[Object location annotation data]
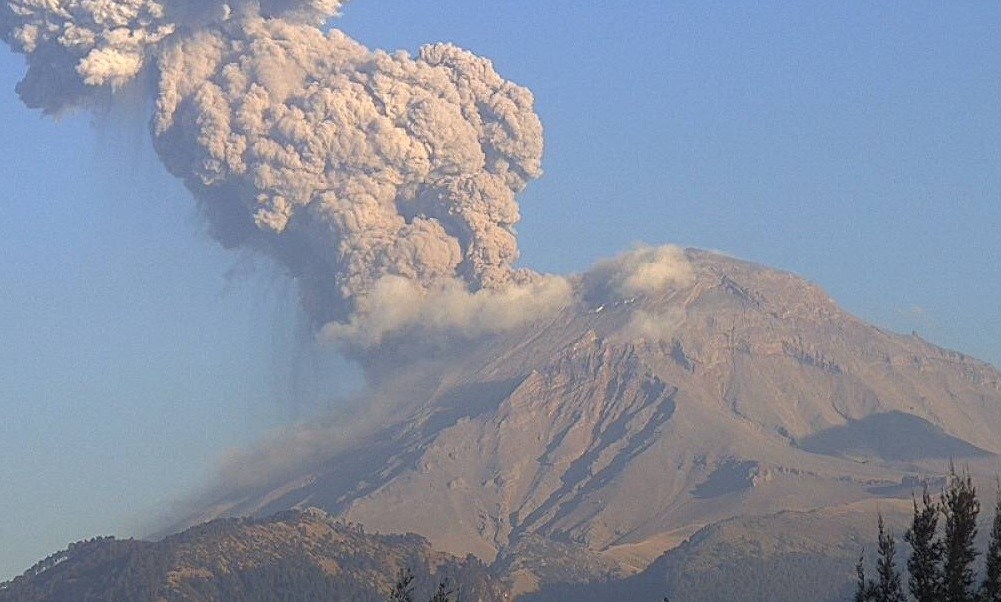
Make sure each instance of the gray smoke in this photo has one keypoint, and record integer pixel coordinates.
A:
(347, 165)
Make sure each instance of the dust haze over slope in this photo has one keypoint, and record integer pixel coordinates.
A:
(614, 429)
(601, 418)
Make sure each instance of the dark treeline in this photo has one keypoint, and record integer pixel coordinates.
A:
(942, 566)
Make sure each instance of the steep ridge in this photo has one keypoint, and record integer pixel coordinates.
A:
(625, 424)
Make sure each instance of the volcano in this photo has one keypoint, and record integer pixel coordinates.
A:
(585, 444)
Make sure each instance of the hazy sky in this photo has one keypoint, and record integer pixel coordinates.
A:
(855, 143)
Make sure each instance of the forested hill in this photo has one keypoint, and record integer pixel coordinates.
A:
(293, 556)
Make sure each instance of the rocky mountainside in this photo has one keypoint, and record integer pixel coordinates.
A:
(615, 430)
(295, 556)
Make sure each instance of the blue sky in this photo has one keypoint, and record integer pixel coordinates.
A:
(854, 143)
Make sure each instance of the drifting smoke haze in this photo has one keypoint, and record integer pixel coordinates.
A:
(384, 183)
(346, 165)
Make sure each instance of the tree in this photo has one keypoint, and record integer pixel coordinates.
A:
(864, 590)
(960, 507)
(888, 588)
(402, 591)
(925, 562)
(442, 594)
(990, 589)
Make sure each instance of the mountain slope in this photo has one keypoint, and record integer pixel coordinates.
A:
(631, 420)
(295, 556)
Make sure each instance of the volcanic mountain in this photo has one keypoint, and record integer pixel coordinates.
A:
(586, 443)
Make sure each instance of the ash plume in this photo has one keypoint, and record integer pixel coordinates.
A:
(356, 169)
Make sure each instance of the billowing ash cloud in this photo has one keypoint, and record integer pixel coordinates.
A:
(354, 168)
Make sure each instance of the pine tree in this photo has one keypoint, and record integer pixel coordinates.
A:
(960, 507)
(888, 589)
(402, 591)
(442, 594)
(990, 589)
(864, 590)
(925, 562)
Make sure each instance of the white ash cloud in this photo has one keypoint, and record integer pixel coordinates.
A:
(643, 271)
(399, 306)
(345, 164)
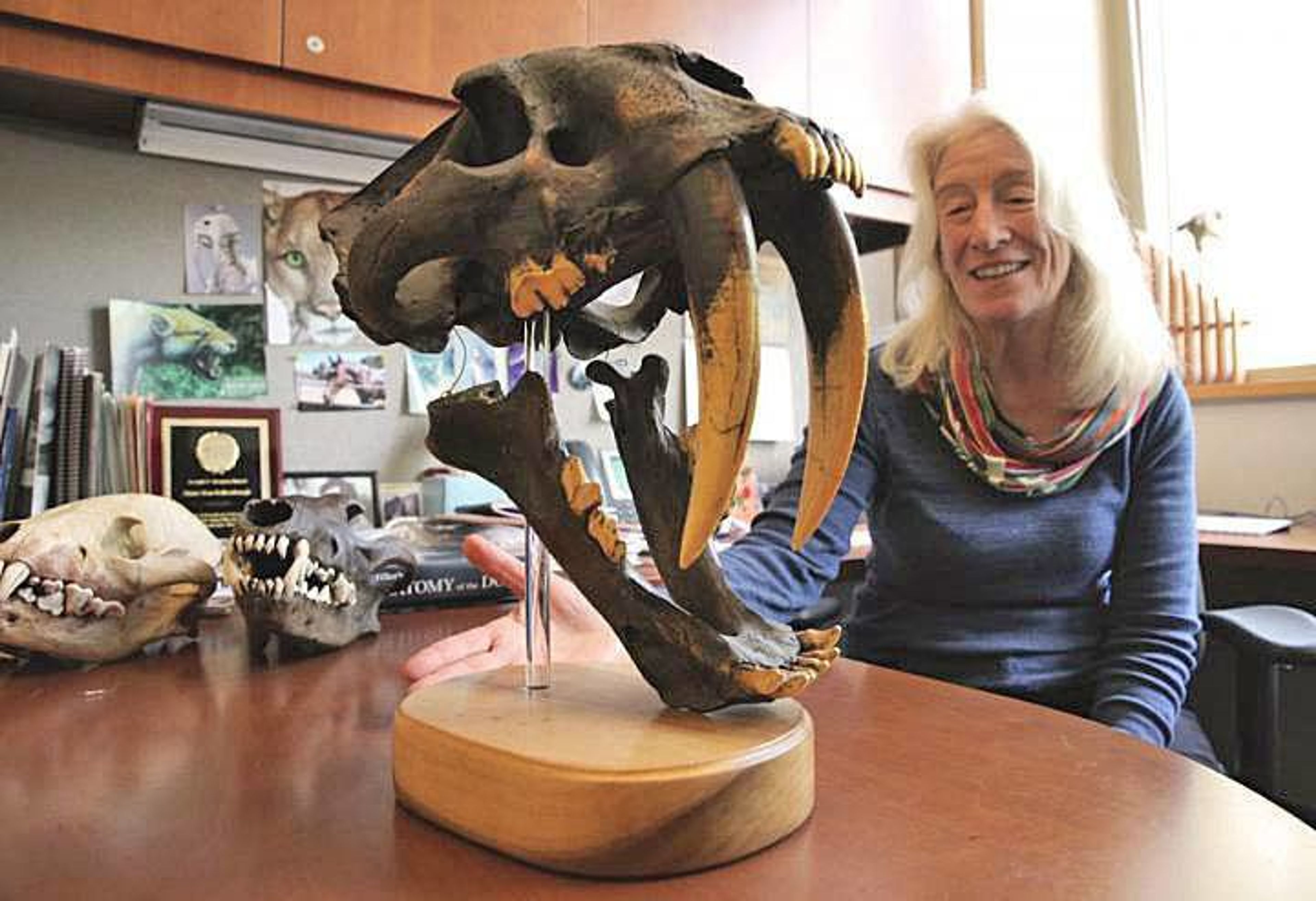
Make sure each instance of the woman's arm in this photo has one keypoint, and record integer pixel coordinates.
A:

- WHAT NEEDS TO BE DONE: Copy out the data from the line that contains "Make sure each instance of the white" through the end of the data, including both ends. Omit the pictures from your answer.

- RESULT OF THE TASK:
Make sure each instance of the white ash cloud in this photo has one keypoint, and record integer pixel coordinates.
A:
(643, 271)
(399, 306)
(345, 164)
Make sure each instance of the woman's arm in this photo has one keypoint, and record integer pixel coordinates.
A:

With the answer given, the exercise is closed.